Brief: In the entries that follow, the line with "point: glass jar with lid" opens the range and the line with "point: white brick" closes it; repeat that range exactly, both lines included.

(Stored data Opens)

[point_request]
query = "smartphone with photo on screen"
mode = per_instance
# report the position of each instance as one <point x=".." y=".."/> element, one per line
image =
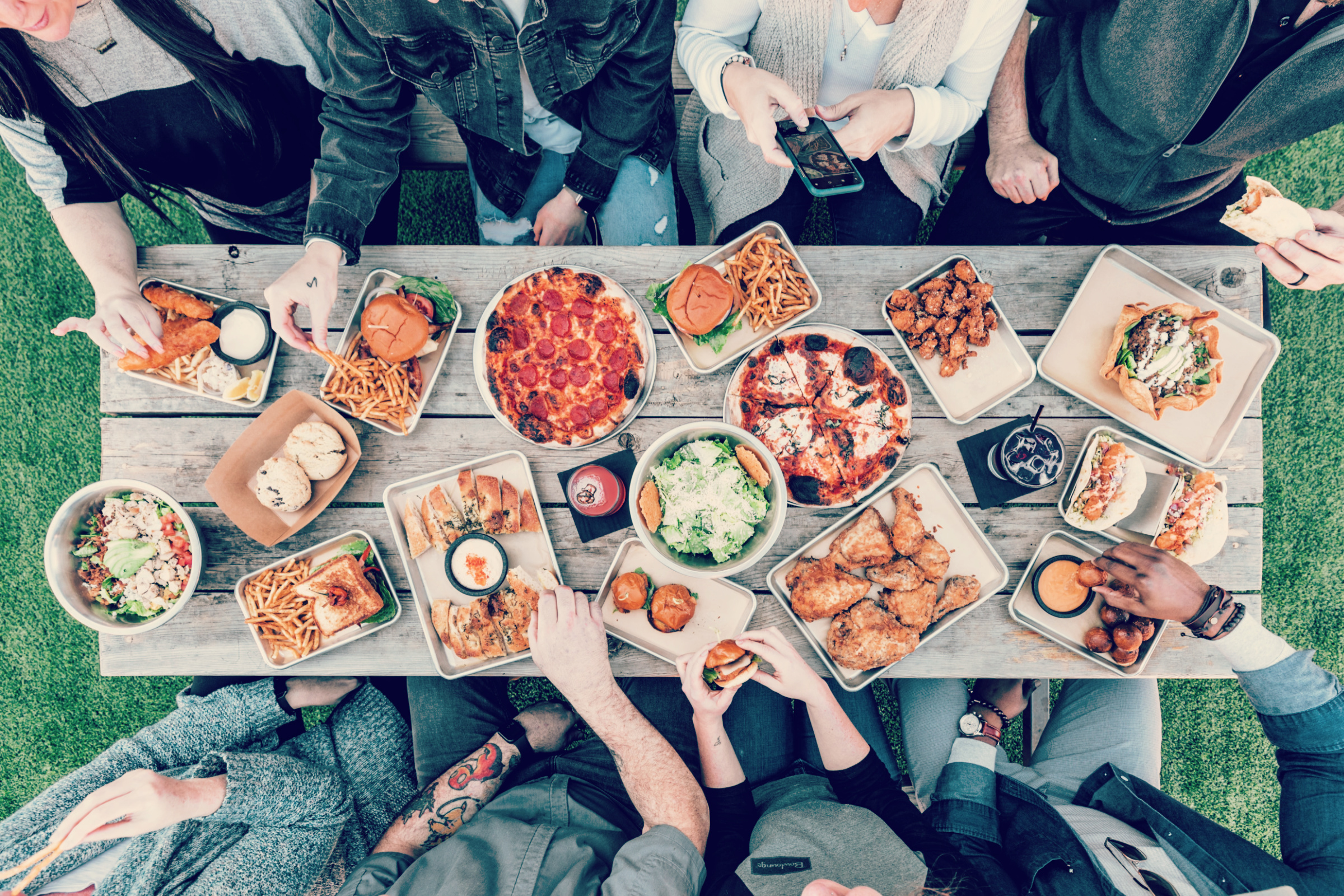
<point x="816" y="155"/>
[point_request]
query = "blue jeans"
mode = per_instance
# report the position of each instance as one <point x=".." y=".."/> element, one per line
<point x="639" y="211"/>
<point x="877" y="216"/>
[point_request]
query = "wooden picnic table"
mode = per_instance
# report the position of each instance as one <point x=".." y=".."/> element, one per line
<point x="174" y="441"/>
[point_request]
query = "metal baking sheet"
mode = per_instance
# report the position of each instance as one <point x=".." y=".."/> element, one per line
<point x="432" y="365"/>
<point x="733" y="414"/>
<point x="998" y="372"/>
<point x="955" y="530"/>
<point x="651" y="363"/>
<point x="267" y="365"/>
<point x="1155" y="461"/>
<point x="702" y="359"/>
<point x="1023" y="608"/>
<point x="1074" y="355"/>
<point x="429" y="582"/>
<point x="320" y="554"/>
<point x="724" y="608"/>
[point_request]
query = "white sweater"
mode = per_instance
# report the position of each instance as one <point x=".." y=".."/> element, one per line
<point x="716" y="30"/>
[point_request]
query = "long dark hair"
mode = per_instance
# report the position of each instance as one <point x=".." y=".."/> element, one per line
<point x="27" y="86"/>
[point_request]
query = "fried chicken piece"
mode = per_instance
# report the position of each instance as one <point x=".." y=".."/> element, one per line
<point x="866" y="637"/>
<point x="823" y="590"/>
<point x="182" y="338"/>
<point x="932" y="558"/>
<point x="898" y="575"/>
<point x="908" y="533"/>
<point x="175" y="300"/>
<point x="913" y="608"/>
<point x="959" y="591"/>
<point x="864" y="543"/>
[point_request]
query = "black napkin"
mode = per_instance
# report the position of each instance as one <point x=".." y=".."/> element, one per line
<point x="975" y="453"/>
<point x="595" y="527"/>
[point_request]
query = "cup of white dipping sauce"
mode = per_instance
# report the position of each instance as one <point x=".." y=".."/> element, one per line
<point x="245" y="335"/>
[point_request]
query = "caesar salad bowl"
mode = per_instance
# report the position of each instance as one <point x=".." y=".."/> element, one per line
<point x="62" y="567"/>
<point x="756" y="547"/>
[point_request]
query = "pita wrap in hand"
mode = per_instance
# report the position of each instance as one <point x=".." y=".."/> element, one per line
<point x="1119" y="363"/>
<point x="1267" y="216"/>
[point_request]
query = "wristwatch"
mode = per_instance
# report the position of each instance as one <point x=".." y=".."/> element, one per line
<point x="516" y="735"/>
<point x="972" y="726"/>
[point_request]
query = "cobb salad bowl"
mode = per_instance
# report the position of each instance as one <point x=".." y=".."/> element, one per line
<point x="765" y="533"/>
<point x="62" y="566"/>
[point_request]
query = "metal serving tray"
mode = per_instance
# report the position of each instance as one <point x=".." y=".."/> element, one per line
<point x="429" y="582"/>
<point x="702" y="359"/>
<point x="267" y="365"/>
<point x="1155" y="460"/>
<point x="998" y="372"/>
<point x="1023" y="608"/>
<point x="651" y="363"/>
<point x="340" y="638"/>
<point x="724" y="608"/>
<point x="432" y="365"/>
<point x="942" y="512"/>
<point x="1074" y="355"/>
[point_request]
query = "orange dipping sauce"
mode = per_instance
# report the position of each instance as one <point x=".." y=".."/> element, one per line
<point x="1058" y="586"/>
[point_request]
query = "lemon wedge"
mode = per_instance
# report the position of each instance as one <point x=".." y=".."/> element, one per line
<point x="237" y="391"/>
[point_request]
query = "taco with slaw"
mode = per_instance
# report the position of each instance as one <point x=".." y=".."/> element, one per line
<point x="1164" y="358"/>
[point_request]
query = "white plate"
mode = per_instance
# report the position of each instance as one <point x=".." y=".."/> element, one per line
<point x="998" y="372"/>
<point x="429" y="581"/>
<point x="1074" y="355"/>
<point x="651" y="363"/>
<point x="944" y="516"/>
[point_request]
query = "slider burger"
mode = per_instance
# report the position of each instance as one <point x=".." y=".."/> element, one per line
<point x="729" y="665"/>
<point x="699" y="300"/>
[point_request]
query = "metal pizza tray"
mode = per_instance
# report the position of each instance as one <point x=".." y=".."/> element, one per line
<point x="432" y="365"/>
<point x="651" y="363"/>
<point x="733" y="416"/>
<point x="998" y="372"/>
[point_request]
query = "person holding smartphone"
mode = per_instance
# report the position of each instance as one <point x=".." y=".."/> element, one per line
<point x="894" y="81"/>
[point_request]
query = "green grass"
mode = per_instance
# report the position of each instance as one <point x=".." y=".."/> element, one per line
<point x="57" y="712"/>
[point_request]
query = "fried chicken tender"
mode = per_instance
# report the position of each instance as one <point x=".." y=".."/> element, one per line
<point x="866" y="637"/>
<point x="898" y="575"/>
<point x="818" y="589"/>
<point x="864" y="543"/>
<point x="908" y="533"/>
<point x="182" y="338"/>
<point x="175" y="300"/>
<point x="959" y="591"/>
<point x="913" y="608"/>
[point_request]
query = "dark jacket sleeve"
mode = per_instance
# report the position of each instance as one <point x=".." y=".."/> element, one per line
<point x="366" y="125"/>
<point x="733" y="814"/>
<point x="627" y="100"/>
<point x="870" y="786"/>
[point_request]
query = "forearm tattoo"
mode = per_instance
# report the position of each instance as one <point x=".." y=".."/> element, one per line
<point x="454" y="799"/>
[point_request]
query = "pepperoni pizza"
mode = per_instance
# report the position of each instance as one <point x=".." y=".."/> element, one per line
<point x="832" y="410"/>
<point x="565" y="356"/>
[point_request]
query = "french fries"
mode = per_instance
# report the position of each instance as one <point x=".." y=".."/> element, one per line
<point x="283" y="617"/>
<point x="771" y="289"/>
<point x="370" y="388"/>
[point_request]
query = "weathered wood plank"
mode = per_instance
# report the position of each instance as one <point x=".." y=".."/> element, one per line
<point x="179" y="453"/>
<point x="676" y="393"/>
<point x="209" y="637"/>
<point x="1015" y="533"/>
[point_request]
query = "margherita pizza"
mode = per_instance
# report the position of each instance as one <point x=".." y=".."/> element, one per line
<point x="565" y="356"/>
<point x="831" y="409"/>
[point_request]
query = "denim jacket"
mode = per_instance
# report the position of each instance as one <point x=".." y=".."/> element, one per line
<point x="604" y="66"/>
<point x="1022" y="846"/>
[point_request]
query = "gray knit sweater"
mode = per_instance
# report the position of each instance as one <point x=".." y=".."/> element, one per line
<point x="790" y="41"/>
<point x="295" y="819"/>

(Stored data Closes)
(Stored data Opens)

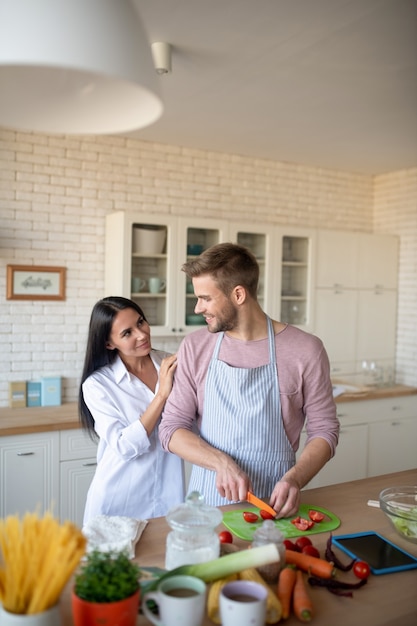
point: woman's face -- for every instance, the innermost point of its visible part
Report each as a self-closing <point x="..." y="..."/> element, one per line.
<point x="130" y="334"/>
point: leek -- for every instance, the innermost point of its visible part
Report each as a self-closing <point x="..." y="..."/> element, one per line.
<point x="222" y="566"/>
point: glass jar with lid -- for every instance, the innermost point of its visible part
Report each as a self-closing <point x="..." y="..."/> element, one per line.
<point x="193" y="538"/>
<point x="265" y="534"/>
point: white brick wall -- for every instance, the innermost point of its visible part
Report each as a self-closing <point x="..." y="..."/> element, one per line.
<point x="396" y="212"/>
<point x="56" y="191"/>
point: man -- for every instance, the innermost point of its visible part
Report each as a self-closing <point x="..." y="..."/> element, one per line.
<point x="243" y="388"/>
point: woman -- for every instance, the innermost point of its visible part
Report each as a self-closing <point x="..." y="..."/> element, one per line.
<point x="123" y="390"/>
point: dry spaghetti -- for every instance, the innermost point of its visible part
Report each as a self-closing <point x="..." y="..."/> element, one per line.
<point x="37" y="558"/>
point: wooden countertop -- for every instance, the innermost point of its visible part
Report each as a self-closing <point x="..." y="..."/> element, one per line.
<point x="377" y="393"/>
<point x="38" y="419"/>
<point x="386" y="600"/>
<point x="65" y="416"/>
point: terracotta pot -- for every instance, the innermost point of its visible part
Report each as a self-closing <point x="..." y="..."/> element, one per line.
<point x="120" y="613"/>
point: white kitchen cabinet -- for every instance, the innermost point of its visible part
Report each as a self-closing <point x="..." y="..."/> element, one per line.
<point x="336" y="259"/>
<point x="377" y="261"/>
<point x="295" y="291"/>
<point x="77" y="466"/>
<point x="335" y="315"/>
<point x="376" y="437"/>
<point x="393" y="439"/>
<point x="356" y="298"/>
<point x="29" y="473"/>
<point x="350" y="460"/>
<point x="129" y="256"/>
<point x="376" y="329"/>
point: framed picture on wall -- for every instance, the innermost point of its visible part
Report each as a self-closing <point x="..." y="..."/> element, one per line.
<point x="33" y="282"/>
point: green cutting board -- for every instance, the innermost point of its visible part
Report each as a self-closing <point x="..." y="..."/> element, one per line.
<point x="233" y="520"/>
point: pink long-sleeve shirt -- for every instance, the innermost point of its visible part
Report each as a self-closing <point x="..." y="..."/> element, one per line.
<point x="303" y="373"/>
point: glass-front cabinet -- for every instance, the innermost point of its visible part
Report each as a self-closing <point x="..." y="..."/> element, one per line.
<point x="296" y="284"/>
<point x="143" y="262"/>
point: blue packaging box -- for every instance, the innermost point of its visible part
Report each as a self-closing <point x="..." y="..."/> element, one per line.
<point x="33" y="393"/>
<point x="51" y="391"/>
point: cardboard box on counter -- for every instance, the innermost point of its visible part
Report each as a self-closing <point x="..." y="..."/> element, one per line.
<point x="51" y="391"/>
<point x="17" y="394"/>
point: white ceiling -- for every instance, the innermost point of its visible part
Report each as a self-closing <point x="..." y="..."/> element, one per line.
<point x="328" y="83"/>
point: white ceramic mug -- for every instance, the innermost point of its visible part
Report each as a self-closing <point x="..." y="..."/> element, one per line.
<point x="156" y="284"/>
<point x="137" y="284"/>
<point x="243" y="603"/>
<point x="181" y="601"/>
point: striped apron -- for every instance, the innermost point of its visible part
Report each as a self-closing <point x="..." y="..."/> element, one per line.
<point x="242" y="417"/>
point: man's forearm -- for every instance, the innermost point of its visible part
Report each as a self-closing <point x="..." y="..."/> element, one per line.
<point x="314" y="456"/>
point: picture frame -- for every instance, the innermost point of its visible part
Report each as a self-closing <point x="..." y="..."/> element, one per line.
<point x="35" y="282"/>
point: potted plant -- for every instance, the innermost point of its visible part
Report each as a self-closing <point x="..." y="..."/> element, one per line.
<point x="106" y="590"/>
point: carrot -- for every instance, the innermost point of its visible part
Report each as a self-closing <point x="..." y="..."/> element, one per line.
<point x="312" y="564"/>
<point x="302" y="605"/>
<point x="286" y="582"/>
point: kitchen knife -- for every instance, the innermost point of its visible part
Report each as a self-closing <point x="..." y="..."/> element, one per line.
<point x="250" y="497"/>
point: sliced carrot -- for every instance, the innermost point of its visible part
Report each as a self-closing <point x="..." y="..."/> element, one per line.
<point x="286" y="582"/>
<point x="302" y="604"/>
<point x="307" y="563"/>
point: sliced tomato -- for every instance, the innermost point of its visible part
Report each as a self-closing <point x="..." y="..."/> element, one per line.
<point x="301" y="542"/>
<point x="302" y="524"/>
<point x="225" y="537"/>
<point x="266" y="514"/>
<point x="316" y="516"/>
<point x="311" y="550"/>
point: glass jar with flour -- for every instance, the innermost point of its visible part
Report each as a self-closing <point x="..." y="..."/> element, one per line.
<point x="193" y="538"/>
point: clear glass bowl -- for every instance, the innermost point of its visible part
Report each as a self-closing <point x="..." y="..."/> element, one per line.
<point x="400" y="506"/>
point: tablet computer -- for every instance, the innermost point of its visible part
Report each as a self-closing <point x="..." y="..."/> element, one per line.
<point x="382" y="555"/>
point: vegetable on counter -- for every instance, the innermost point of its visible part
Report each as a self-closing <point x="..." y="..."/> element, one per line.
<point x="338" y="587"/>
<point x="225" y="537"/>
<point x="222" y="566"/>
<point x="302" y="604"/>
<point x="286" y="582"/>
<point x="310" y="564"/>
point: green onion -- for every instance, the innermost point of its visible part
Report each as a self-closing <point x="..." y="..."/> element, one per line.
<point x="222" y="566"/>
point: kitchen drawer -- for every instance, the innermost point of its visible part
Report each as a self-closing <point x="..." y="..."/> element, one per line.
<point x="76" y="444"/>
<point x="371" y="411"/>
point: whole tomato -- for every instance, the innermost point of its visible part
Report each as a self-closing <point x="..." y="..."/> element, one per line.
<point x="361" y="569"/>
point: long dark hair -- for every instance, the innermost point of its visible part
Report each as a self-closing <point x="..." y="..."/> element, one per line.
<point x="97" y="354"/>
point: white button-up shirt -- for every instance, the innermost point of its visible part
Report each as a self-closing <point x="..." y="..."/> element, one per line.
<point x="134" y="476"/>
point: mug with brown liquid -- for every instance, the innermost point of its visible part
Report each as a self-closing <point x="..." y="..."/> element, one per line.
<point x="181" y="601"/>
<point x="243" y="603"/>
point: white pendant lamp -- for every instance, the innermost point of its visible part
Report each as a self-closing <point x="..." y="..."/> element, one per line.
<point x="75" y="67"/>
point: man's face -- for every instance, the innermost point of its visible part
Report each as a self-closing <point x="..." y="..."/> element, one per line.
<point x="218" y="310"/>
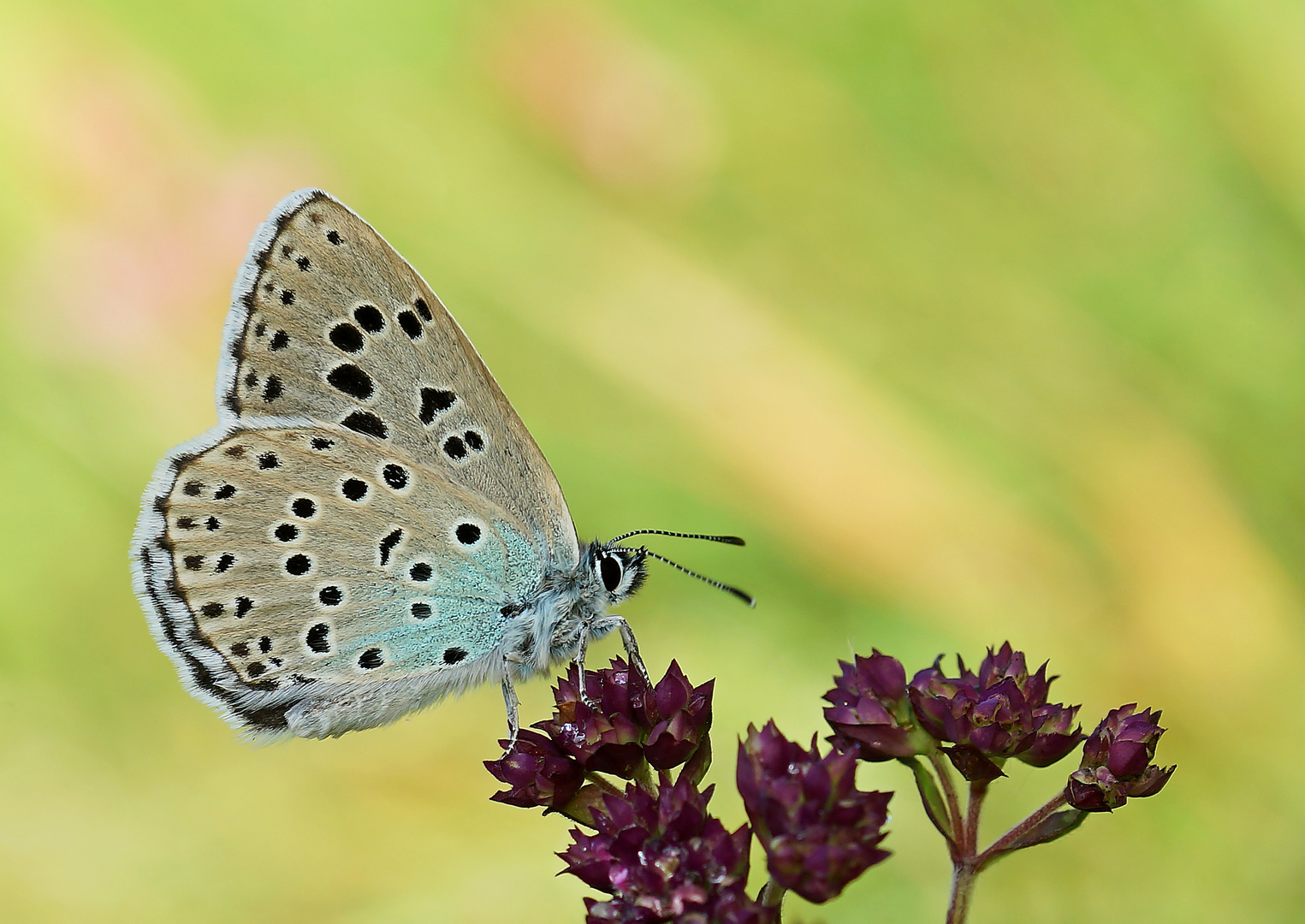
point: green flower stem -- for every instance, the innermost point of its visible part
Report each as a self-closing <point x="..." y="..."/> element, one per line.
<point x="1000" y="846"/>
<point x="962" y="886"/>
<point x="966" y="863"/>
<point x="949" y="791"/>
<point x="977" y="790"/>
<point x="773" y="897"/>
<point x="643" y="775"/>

(Stored data Closes)

Solution below:
point: glass jar with lid -- for every instance, the innermost point of its visible part
Report each as a self-closing <point x="..." y="..."/> element, one per line.
<point x="193" y="538"/>
<point x="265" y="534"/>
point: white brick wall -- for every instance, the innermost point of its visible part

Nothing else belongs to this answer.